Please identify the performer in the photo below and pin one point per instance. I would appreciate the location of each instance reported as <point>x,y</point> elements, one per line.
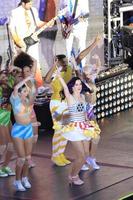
<point>22,132</point>
<point>90,74</point>
<point>58,108</point>
<point>47,11</point>
<point>73,22</point>
<point>5,124</point>
<point>23,22</point>
<point>28,66</point>
<point>79,129</point>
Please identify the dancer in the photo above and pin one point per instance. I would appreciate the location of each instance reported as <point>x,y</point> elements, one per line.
<point>5,125</point>
<point>90,76</point>
<point>58,108</point>
<point>79,129</point>
<point>28,66</point>
<point>73,22</point>
<point>23,22</point>
<point>22,132</point>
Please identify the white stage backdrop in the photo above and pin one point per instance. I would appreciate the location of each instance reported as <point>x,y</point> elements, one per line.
<point>49,47</point>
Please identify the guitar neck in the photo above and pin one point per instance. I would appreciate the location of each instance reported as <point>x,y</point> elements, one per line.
<point>45,26</point>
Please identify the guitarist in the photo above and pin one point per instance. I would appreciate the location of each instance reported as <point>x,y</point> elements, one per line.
<point>23,22</point>
<point>74,25</point>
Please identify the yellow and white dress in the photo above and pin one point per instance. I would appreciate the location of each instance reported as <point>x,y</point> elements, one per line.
<point>78,129</point>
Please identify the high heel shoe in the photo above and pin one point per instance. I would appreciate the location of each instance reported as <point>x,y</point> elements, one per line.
<point>75,180</point>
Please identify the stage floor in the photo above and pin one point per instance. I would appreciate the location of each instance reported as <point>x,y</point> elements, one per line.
<point>112,181</point>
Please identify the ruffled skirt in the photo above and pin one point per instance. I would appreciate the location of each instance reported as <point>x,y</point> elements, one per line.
<point>78,131</point>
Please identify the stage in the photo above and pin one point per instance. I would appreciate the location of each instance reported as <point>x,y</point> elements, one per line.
<point>112,181</point>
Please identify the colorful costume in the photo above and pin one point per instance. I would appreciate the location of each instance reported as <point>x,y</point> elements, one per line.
<point>58,110</point>
<point>20,130</point>
<point>78,129</point>
<point>5,108</point>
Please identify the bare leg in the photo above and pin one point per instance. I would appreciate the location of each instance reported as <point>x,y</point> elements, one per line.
<point>20,150</point>
<point>28,143</point>
<point>80,160</point>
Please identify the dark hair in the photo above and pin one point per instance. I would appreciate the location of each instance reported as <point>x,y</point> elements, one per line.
<point>3,72</point>
<point>71,84</point>
<point>21,88</point>
<point>0,59</point>
<point>22,60</point>
<point>60,56</point>
<point>23,1</point>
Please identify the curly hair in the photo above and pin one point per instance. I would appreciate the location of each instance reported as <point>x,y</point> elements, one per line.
<point>71,84</point>
<point>22,60</point>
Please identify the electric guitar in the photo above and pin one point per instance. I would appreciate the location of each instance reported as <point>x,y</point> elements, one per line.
<point>66,27</point>
<point>33,38</point>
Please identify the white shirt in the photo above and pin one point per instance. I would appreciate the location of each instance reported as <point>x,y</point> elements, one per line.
<point>82,7</point>
<point>18,21</point>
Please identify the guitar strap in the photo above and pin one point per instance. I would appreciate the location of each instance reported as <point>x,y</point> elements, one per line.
<point>33,16</point>
<point>74,10</point>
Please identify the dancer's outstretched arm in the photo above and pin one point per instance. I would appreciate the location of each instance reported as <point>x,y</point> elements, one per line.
<point>86,51</point>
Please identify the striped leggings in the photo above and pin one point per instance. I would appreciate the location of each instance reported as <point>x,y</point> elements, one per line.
<point>59,143</point>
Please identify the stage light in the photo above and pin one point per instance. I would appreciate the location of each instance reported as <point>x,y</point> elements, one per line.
<point>118,95</point>
<point>114,94</point>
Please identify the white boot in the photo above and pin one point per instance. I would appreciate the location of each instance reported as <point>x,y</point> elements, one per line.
<point>85,167</point>
<point>18,185</point>
<point>26,182</point>
<point>92,162</point>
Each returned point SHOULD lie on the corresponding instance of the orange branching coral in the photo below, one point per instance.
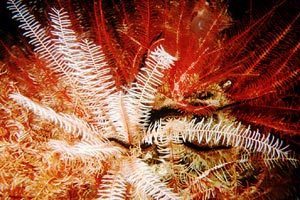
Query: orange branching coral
(149, 100)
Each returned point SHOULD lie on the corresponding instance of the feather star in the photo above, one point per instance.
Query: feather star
(111, 148)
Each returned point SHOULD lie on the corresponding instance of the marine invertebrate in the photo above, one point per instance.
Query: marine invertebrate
(84, 115)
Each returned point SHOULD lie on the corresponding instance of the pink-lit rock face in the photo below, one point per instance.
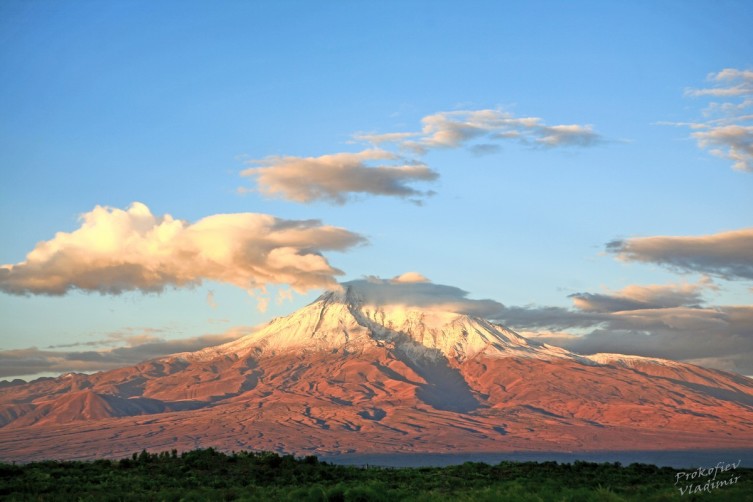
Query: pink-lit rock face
(343, 376)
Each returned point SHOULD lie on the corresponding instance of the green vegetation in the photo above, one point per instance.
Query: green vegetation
(211, 475)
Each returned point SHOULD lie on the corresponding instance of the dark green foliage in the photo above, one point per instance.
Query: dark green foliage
(251, 476)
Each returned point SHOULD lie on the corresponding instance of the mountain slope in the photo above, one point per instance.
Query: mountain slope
(343, 374)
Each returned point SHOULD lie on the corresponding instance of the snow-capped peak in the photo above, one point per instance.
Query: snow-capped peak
(346, 320)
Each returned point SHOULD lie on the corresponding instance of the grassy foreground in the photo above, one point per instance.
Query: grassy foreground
(211, 475)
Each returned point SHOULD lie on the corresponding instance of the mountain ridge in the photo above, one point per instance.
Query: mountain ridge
(345, 374)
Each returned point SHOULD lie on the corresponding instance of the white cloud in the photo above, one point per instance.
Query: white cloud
(727, 131)
(414, 290)
(460, 128)
(116, 250)
(726, 254)
(635, 297)
(731, 142)
(410, 277)
(728, 82)
(336, 177)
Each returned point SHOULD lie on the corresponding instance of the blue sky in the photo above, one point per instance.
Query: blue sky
(167, 103)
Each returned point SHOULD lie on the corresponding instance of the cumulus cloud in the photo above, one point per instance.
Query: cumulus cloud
(727, 131)
(725, 254)
(336, 177)
(118, 250)
(31, 362)
(462, 127)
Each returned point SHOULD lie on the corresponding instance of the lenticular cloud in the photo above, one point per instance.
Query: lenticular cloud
(118, 250)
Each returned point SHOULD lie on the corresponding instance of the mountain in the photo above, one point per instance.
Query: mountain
(345, 374)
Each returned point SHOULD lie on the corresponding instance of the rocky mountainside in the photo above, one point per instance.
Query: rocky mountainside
(345, 375)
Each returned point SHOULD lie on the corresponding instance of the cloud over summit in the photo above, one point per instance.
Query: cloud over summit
(118, 250)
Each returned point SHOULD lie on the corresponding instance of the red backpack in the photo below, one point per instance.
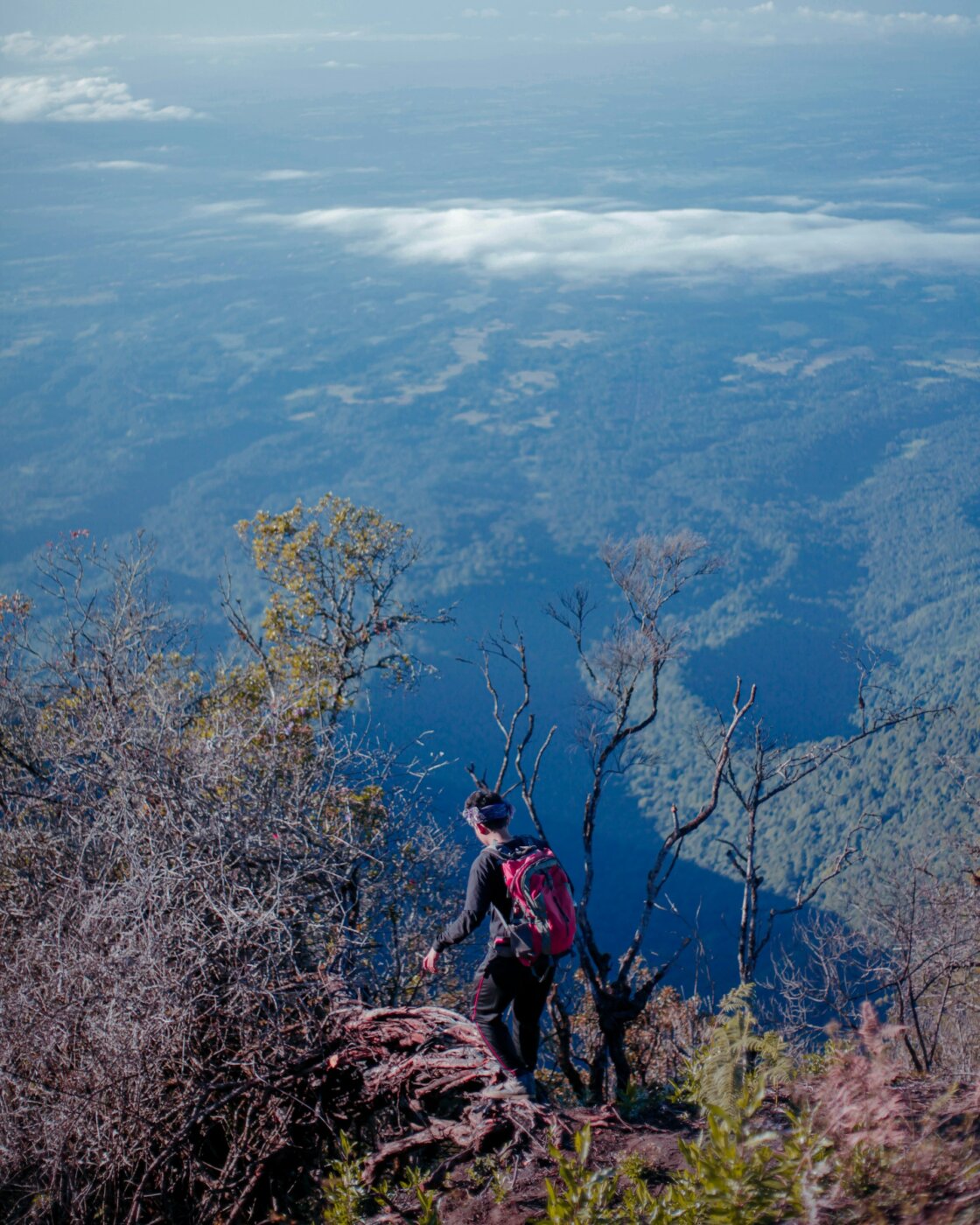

● ● ●

Transcribe every line from the one containing "the mountain ridge" to the end of the listing, exactly and exclusively. Do not carry any picture over.

Each returned point SHOULD lie on the corresponding instance of the mountain ridge in the photo above, one point per instance.
Query: mountain ridge
(345, 374)
Each returned point SHOULD lie on the corresponding instance of the white cloud in the photo above, one point per instance.
Query: white cloud
(727, 131)
(414, 290)
(460, 128)
(116, 250)
(726, 254)
(635, 297)
(731, 142)
(410, 277)
(728, 82)
(336, 177)
Each returned point SHOULD lie on the corresponding instance of the blue sky in the photo above, one point per instance.
Query: blue sky
(167, 103)
Each returned point SHOULD lie on the corresponding instance of the cumulus cloud in the photo above, one point per instance.
Query: cumulus cloud
(727, 131)
(725, 254)
(336, 177)
(118, 250)
(31, 362)
(462, 127)
Each returned point SHOULD lie on the corresponding instance of the lenticular cloud in the photo above, one point per instance.
Query: lenticular cloud
(118, 250)
Each returned point SHOULD lie on the corresponding instance of the mountain in the photo above, one point per instance.
Query: mountain
(345, 374)
Each returned point SHOULD lie on the corresponding instance of the rocky mountainside in the photo above, one point per instance.
Query: rocky mountainside
(345, 375)
Each returned point SHOULD lie on the corresponding instance of the cloud over summit in the photo above, one point per instance.
Query: cloud over summit
(118, 250)
Each returned point SHOULD lie on the corresponding instance of the red backpack in the photo below, one point per instance.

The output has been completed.